Can you reproduce the rows below as a numbered list, running from their very start through the line containing "positive clicks: (1955, 710) (2000, 727)" (that line included), with blank lines and pictures left out?

| Provided entries |
-- Opening Marker --
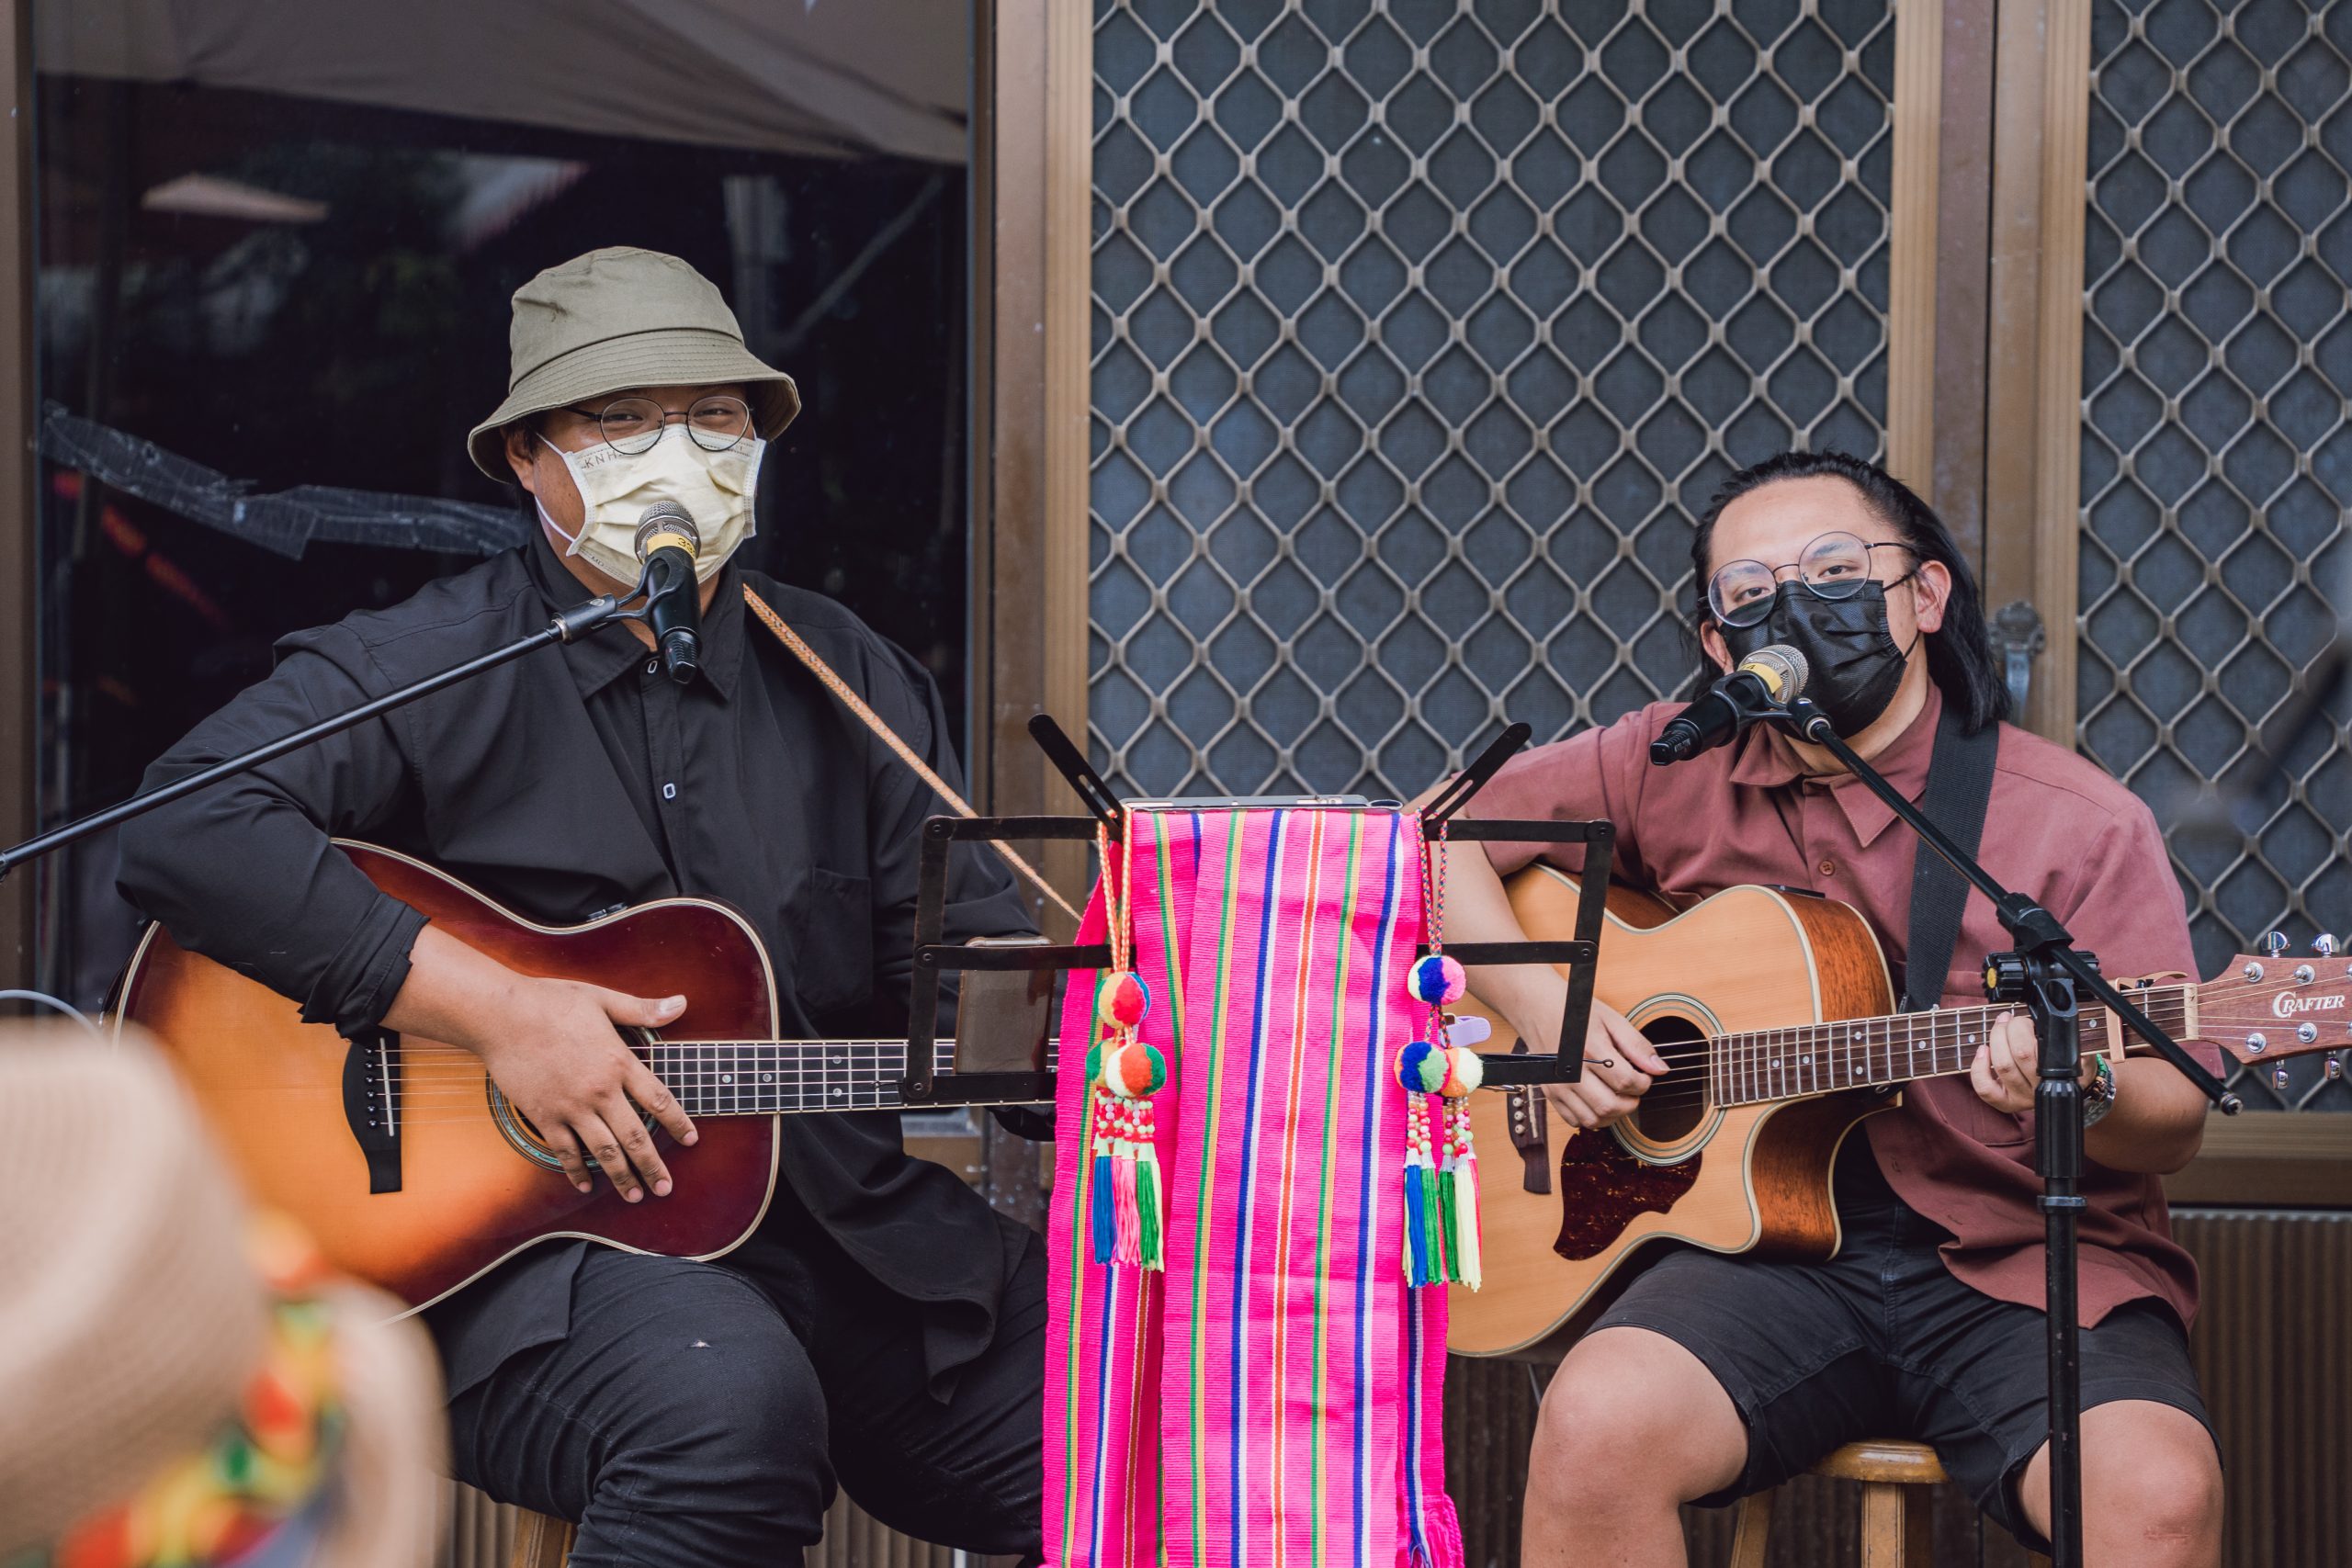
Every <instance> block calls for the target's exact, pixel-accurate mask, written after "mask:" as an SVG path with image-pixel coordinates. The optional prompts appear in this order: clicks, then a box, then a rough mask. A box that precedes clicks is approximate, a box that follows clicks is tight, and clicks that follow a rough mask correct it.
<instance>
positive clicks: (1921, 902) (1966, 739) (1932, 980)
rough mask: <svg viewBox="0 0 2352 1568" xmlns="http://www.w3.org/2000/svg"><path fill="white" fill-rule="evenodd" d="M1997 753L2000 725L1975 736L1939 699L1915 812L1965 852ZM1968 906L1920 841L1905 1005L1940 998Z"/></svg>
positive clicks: (1955, 710) (2000, 727)
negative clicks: (1922, 794)
mask: <svg viewBox="0 0 2352 1568" xmlns="http://www.w3.org/2000/svg"><path fill="white" fill-rule="evenodd" d="M1999 750H2002V726H1999V724H1985V726H1983V729H1978V731H1976V733H1973V736H1966V733H1962V731H1959V710H1957V708H1955V705H1952V703H1950V701H1945V705H1943V717H1940V719H1936V750H1933V755H1931V757H1929V766H1926V792H1924V795H1922V797H1919V809H1922V811H1926V818H1929V820H1931V823H1936V825H1938V827H1943V830H1945V832H1947V835H1952V842H1955V844H1959V846H1962V849H1964V851H1969V853H1971V856H1973V853H1976V846H1978V844H1980V842H1983V837H1985V804H1987V802H1990V799H1992V759H1994V757H1997V755H1999ZM1966 907H1969V884H1966V879H1962V875H1959V872H1957V870H1952V865H1950V863H1947V860H1945V858H1943V856H1938V853H1936V851H1933V849H1929V846H1926V844H1919V860H1917V863H1915V865H1912V907H1910V936H1907V938H1905V943H1903V950H1905V952H1903V1009H1905V1011H1910V1013H1924V1011H1926V1009H1931V1006H1936V1004H1938V1001H1940V999H1943V978H1945V973H1950V969H1952V947H1955V943H1959V917H1962V912H1964V910H1966Z"/></svg>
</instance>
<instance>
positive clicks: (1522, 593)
mask: <svg viewBox="0 0 2352 1568" xmlns="http://www.w3.org/2000/svg"><path fill="white" fill-rule="evenodd" d="M1094 73H1096V103H1094V212H1096V240H1094V477H1091V508H1094V524H1091V621H1094V637H1091V689H1089V705H1091V729H1094V736H1091V738H1094V752H1096V762H1098V764H1101V766H1103V771H1105V776H1108V778H1110V780H1112V783H1115V785H1117V788H1122V790H1134V792H1143V795H1169V792H1232V795H1242V792H1256V790H1301V788H1303V790H1317V792H1331V790H1364V792H1369V795H1404V792H1414V790H1418V788H1423V785H1425V783H1430V780H1432V778H1437V776H1439V773H1442V771H1444V769H1446V766H1451V764H1458V762H1461V755H1463V750H1465V745H1470V743H1475V741H1477V738H1482V736H1489V733H1494V729H1496V722H1498V719H1503V717H1505V715H1508V717H1515V719H1526V722H1531V724H1534V726H1536V736H1538V738H1552V736H1557V733H1564V731H1569V729H1573V726H1578V724H1585V722H1606V719H1613V717H1616V715H1621V712H1625V710H1630V708H1637V705H1642V703H1646V701H1653V698H1658V696H1665V693H1672V691H1675V689H1677V686H1679V684H1682V679H1684V675H1686V670H1689V654H1686V649H1684V644H1682V632H1679V621H1682V614H1679V604H1677V597H1686V578H1689V538H1691V520H1693V517H1696V512H1698V510H1700V508H1703V503H1705V498H1708V494H1710V491H1712V487H1715V482H1717V480H1719V477H1722V475H1724V473H1729V470H1731V468H1736V465H1743V463H1750V461H1757V458H1762V456H1766V454H1771V451H1778V449H1783V447H1792V444H1811V447H1839V449H1846V451H1856V454H1863V456H1877V454H1879V447H1882V425H1884V414H1886V376H1884V364H1886V355H1884V346H1886V327H1884V310H1886V207H1889V165H1891V132H1889V92H1891V82H1893V19H1891V12H1889V7H1886V5H1884V0H1879V2H1851V5H1849V2H1842V0H1717V2H1712V5H1710V2H1703V0H1700V2H1679V5H1677V2H1653V5H1644V7H1639V9H1635V7H1628V5H1606V2H1599V0H1571V2H1559V0H1552V2H1548V5H1545V2H1538V0H1472V2H1470V5H1458V7H1456V5H1369V2H1362V0H1359V2H1355V5H1345V2H1341V0H1308V2H1291V5H1282V2H1279V0H1258V2H1249V0H1221V2H1218V5H1216V7H1214V9H1211V7H1209V5H1200V2H1190V5H1185V2H1171V0H1098V2H1096V40H1094Z"/></svg>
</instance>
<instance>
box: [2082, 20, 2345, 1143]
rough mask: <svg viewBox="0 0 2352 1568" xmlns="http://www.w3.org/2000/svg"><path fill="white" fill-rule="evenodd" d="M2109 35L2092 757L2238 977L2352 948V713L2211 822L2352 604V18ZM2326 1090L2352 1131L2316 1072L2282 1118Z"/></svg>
mask: <svg viewBox="0 0 2352 1568" xmlns="http://www.w3.org/2000/svg"><path fill="white" fill-rule="evenodd" d="M2091 16H2093V21H2091V26H2093V35H2091V59H2093V92H2091V160H2089V169H2091V212H2089V235H2086V268H2084V280H2086V287H2089V303H2086V320H2084V430H2082V475H2084V480H2082V494H2084V508H2086V527H2084V536H2082V614H2084V639H2082V665H2079V712H2082V745H2084V750H2086V752H2089V755H2091V757H2093V759H2098V762H2100V764H2103V766H2107V769H2110V771H2112V773H2117V776H2119V778H2124V780H2129V783H2131V788H2133V790H2138V792H2140V795H2145V797H2147V799H2150V804H2152V806H2154V809H2157V818H2159V820H2161V823H2166V835H2169V839H2171V849H2173V860H2176V865H2178V870H2180V877H2183V884H2185V886H2187V891H2190V917H2192V929H2194V936H2197V954H2199V959H2201V964H2204V969H2206V973H2213V969H2218V966H2220V961H2223V959H2225V957H2227V954H2230V952H2239V950H2246V947H2249V945H2251V943H2253V940H2256V938H2258V936H2260V933H2263V931H2267V929H2274V926H2279V929H2286V931H2291V933H2296V936H2298V938H2307V936H2312V931H2314V929H2324V931H2333V933H2338V936H2343V933H2345V926H2352V865H2347V858H2345V832H2347V830H2352V750H2347V745H2345V729H2343V722H2345V715H2343V705H2338V712H2336V715H2333V722H2326V724H2321V726H2319V729H2317V731H2314V733H2310V736H2305V738H2303V743H2300V745H2296V748H2293V750H2291V752H2288V755H2286V762H2288V769H2286V773H2288V783H2284V785H2272V788H2270V790H2265V792H2260V797H2258V804H2256V806H2253V809H2251V811H2249V813H2246V818H2244V823H2251V827H2244V823H2239V825H2230V823H2213V820H2211V818H2213V816H2216V813H2213V811H2206V813H2199V811H2197V809H2194V792H2197V788H2199V785H2204V783H2209V780H2218V783H2223V785H2225V788H2227V785H2232V783H2241V780H2246V778H2249V776H2251V773H2253V748H2256V741H2258V733H2260V726H2263V724H2265V719H2272V717H2274V715H2279V710H2281V708H2284V705H2286V703H2288V698H2291V682H2293V675H2296V670H2300V668H2303V665H2307V663H2310V661H2312V658H2314V654H2317V651H2319V649H2321V646H2326V642H2328V637H2331V635H2333V632H2336V625H2338V614H2343V611H2345V607H2347V604H2352V548H2347V543H2345V508H2352V428H2347V423H2345V400H2347V395H2352V320H2347V294H2345V280H2347V277H2352V209H2347V167H2352V89H2347V82H2352V68H2347V56H2352V7H2345V5H2326V7H2321V5H2310V7H2305V5H2291V2H2286V0H2256V2H2253V5H2230V7H2216V5H2199V2H2187V0H2164V2H2161V5H2145V2H2140V0H2129V2H2119V0H2100V2H2098V5H2096V7H2093V12H2091ZM2241 827H2244V830H2241ZM2314 1093H2317V1095H2331V1098H2333V1103H2340V1105H2345V1107H2352V1093H2347V1091H2345V1086H2343V1084H2336V1086H2328V1084H2326V1081H2324V1079H2321V1077H2319V1072H2317V1063H2310V1060H2307V1063H2303V1065H2300V1067H2298V1070H2296V1074H2293V1081H2291V1088H2288V1093H2286V1095H2284V1098H2286V1100H2291V1103H2296V1100H2307V1098H2312V1095H2314ZM2263 1098H2265V1091H2251V1093H2249V1100H2251V1103H2263Z"/></svg>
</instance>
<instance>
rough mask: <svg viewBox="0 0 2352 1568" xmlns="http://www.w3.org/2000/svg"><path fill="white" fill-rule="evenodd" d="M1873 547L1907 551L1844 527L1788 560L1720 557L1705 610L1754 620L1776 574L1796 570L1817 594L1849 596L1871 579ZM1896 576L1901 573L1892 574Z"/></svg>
mask: <svg viewBox="0 0 2352 1568" xmlns="http://www.w3.org/2000/svg"><path fill="white" fill-rule="evenodd" d="M1872 550H1910V545H1905V543H1903V541H1882V543H1867V541H1863V538H1858V536H1853V534H1846V531H1832V534H1820V536H1818V538H1813V541H1811V543H1809V545H1806V548H1804V550H1802V552H1799V555H1797V559H1792V562H1780V564H1778V567H1766V564H1764V562H1724V564H1722V567H1717V571H1715V576H1712V578H1708V609H1710V611H1715V618H1717V621H1722V623H1724V625H1755V623H1757V621H1762V618H1764V616H1769V614H1771V599H1773V592H1776V590H1778V585H1780V574H1783V571H1788V569H1790V567H1795V569H1797V581H1799V583H1804V588H1806V592H1811V595H1813V597H1820V599H1851V597H1853V595H1858V592H1860V590H1863V583H1870V581H1872V578H1870V552H1872ZM1896 581H1900V578H1896Z"/></svg>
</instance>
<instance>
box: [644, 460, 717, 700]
mask: <svg viewBox="0 0 2352 1568" xmlns="http://www.w3.org/2000/svg"><path fill="white" fill-rule="evenodd" d="M701 543H703V538H701V534H696V531H694V517H689V515H687V508H682V505H677V503H675V501H656V503H654V505H649V508H644V515H642V517H640V520H637V559H640V562H644V609H647V621H652V628H654V646H659V649H661V668H663V670H668V672H670V679H673V682H677V684H680V686H684V684H687V682H691V679H694V677H696V672H699V670H701V668H703V592H701V583H696V581H694V552H696V550H699V548H701Z"/></svg>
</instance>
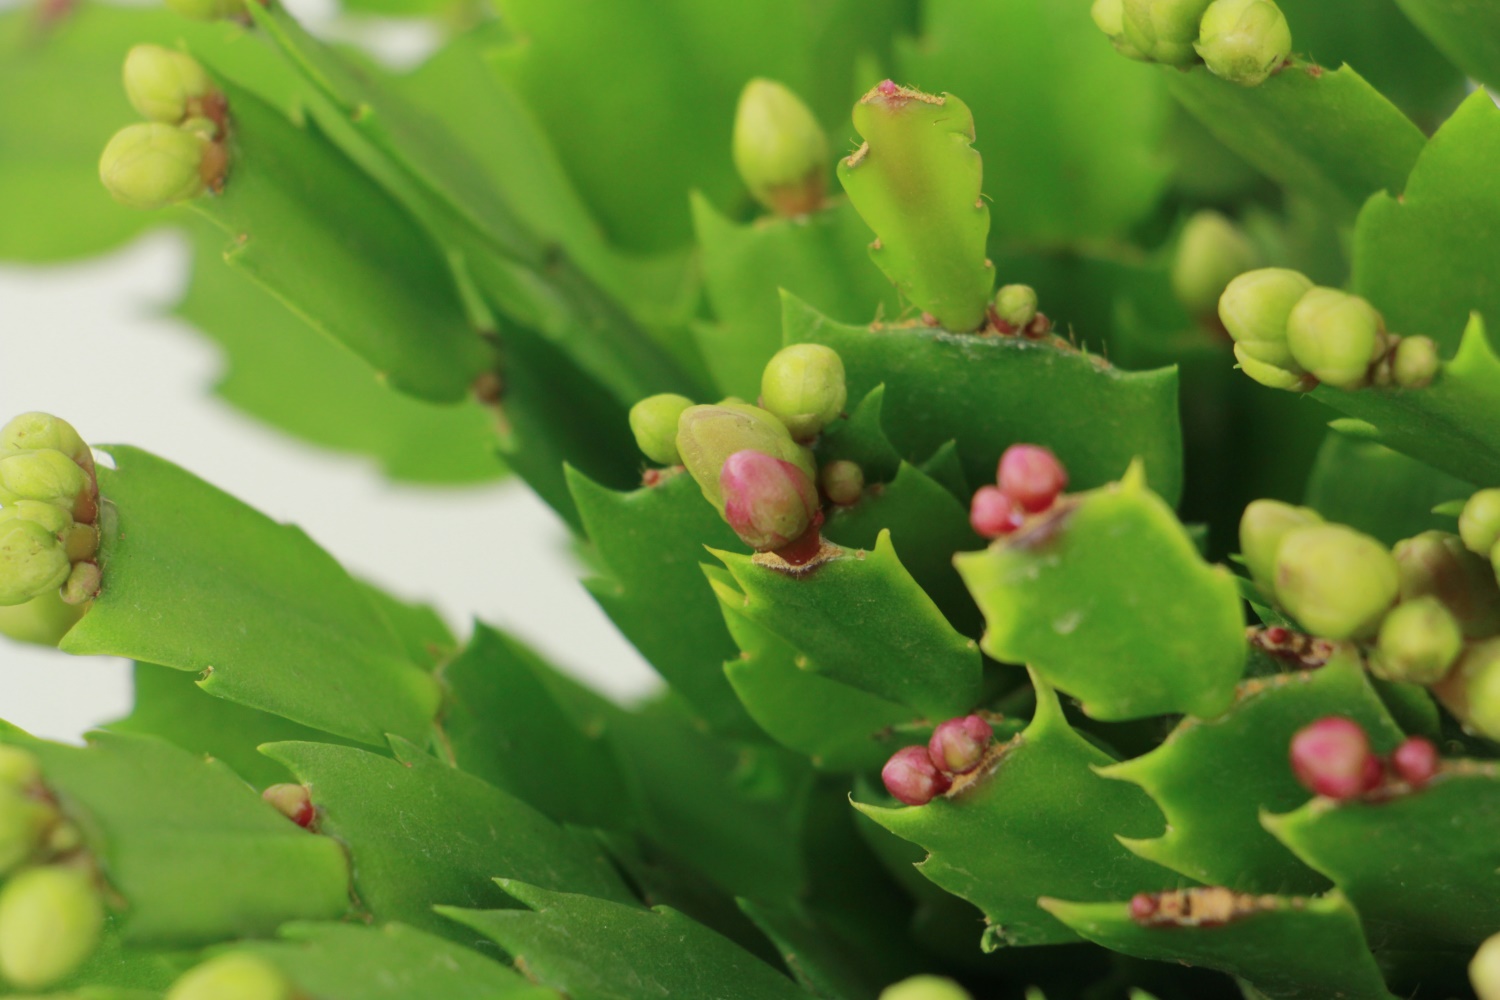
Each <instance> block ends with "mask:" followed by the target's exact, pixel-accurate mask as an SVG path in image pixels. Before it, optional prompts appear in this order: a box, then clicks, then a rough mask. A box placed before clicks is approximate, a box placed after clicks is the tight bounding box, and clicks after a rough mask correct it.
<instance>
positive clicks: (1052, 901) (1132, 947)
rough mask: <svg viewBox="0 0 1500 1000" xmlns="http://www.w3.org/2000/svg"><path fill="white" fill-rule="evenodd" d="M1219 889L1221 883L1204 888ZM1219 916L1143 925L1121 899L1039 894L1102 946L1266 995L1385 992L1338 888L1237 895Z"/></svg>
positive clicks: (1301, 995) (1211, 890) (1361, 933)
mask: <svg viewBox="0 0 1500 1000" xmlns="http://www.w3.org/2000/svg"><path fill="white" fill-rule="evenodd" d="M1205 892H1212V894H1218V895H1221V897H1223V895H1226V894H1227V891H1224V889H1208V891H1205ZM1221 903H1224V904H1227V906H1238V907H1244V912H1242V913H1238V915H1236V916H1233V919H1230V921H1229V922H1227V924H1221V922H1206V924H1199V925H1193V924H1161V925H1155V927H1143V925H1140V924H1137V922H1134V921H1133V919H1131V918H1130V904H1127V903H1064V901H1062V900H1044V901H1043V906H1046V907H1047V912H1050V913H1052V915H1053V916H1056V918H1058V919H1059V921H1062V922H1064V924H1067V925H1068V927H1071V928H1073V930H1076V931H1077V933H1079V934H1080V936H1083V937H1086V939H1088V940H1091V942H1095V943H1098V945H1103V946H1104V948H1109V949H1110V951H1116V952H1124V954H1125V955H1134V957H1136V958H1154V960H1157V961H1167V963H1185V964H1188V966H1203V967H1206V969H1218V970H1220V972H1227V973H1230V975H1232V976H1239V978H1241V979H1244V981H1245V982H1248V984H1250V985H1251V987H1254V988H1256V990H1259V991H1260V996H1263V997H1266V999H1268V1000H1323V999H1325V997H1341V999H1343V1000H1392V997H1391V994H1389V993H1388V991H1386V987H1385V984H1383V982H1382V979H1380V970H1379V969H1377V967H1376V960H1374V958H1371V955H1370V946H1368V945H1365V936H1364V933H1362V931H1361V930H1359V916H1358V915H1356V913H1355V909H1353V907H1352V906H1350V904H1349V901H1347V900H1344V898H1343V897H1341V895H1338V894H1337V892H1335V894H1331V895H1328V897H1322V898H1314V900H1305V898H1299V897H1238V898H1233V901H1232V903H1229V901H1224V900H1221Z"/></svg>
-- Closing Marker --
| Result of this exercise |
1. Every <instance> block calls for the target's exact, pixel-accurate mask, written after "mask:" as an SVG path with image-pixel coordinates. The optional prompts appear in this order: clicks, then a box, then a rough mask. A box that precedes clicks is approximate, a box that follows clicks is tight, and clicks that follow a rough mask correct it.
2. <instance>
3. positive clicks: (1921, 902) (1966, 739) (1932, 980)
4. rough mask: <svg viewBox="0 0 2352 1568" xmlns="http://www.w3.org/2000/svg"><path fill="white" fill-rule="evenodd" d="M1997 753L2000 725L1975 736L1939 699L1915 812L1965 852ZM1968 906L1920 841L1905 1005L1940 998Z"/></svg>
5. positive clicks: (1955, 710) (2000, 727)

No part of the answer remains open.